* Tasks and exercises *
A - Answer these questions using the thread about Dockerfiles and dbt. Mark your answers (i), (ii), and (iii).
(i) Which base image does the first Dockerfile in the thread specify?
(ii) According to the thread, why is a virtual env not needed in most cases?
(iii) Which image does the thread suggest using as the base image instead?
B - Copy the stretch of the thread about Dockerfiles and dbt from "ADD ~./.dbt/profiles.yml" through "image I think.".

* Quoted text *
>>>>>

Do I need to create a VM within the file at all?
k
No I think the workdir is just to set where those commands in the Docker container will run from and it affects stuff like where the files are copied to. You should not need to create a VM in the file. Did you mean virtual env? You shouldn’t need to for most cases as the Docker container already provides the isolation needed.
That example I gave….was like code I received from that person and then I helped them put it together and uploaded which is why there is a virtual env in that container
m
Copy code
# specify a base image
FROM python:3-slim

# copy all folder contents to the image
COPY . .

# install all dependencies
RUN pip install -r requirements.txt


ADD ~./.dbt/profiles.yml
Am I miss something here? Do I still need to copy the folder where all my dbt files are?
k
It will be easiest if you use the Prefect image I think.
prefecthq:prefect
. I think you want two COPY commands. First for the files you have. Second for the
.dbt
folder. I would also COPY it into
.dbt
in the container because that’s where the files will be looked for by
dbt
But yes it’s something like this. My advice is just to try this and then even before going to prefect, you could try building the container from the dockerfile and going inside to check if the
.dbt
folder made it right, and then try running the
dbt
commands before registering the flow.
m
How can I use the Prefect image?
k
Copy code
FROM prefecthq:prefect
m
That's all I would put in the Dockerfile?
k
But there’s a bunch of different images for python versions like 3.8, 3.7, 3.6 and then maybe a Prefect version number. The images are here . Yep! you would use this as the base image instead of python:3-slim
m
Copy code
# specify a base image
FROM prefecthq:prefect

# copy all folder contents to the image
COPY ~./.dbt/profiles.yml
COPY /Users/madison/dbt_snowflake

# install all dependencies
RUN pip install -r requirements.txt
So something like that?

<<<<<

* Collected material *
>>>>>

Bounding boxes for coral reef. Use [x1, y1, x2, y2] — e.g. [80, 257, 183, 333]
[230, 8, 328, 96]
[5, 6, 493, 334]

<<<<<

* Results *
A -
(i) python:3-slim
(ii) The Docker container already provides the isolation needed.
(iii) prefecthq:prefect

B -
ADD ~./.dbt/profiles.yml
Am I miss something here? Do I still need to copy the folder where all my dbt files are?
k
It will be easiest if you use the Prefect image I think.